TASK DETAILS:
Turn the lines below, from the first one through the line containing "(67, 81), (127, 426)" (including both), into a Markdown table with the columns Row and Line. Number each row and skip blank lines.

SUPPLIED DATA:
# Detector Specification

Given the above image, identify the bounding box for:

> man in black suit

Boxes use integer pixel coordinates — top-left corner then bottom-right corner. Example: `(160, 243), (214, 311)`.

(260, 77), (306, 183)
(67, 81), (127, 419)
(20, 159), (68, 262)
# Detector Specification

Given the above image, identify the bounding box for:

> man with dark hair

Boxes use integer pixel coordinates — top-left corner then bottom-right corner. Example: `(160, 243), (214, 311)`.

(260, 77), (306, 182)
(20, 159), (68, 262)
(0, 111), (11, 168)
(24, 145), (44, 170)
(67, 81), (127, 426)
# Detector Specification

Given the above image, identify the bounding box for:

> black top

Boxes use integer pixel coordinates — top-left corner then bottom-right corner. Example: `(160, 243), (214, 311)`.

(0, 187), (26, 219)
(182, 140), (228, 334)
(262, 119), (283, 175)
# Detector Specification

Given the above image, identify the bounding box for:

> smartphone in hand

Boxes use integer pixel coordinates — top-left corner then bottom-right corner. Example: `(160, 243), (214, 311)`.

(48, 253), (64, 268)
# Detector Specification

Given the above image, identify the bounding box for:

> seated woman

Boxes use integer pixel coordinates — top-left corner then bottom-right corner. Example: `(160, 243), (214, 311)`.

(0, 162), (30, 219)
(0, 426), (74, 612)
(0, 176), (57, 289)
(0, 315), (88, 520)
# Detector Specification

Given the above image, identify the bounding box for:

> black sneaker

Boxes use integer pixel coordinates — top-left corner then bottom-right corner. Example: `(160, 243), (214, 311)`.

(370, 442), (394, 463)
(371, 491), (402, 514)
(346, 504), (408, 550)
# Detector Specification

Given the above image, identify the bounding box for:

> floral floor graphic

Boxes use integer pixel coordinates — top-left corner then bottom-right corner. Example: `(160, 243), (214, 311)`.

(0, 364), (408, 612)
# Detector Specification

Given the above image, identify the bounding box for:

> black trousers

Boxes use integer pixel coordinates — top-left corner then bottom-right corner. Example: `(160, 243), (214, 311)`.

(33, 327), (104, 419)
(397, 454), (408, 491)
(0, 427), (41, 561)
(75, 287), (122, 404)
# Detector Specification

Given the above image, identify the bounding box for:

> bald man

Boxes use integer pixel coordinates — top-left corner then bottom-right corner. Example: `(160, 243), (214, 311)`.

CORRECT RESPONSE:
| Row | Line |
|---|---|
| 1 | # Detector Specification |
| 2 | Given the above image, identify the bounding box for: |
| 3 | > man in black suit |
| 4 | Boxes use integer pixel coordinates — top-left corner then bottom-right corner. Example: `(160, 243), (214, 311)`. |
| 5 | (260, 77), (306, 183) |
| 6 | (67, 81), (127, 419) |
| 7 | (20, 159), (68, 262) |
| 8 | # Detector Specification |
| 9 | Given the above image, identify the bounding box for: |
| 10 | > man with dark hair |
| 11 | Boxes use integer pixel coordinates — top-left corner then bottom-right corner. Example: `(160, 243), (214, 311)`. |
| 12 | (260, 77), (306, 182) |
| 13 | (20, 159), (68, 262) |
| 14 | (0, 111), (11, 168) |
| 15 | (24, 145), (44, 170) |
| 16 | (67, 81), (127, 426) |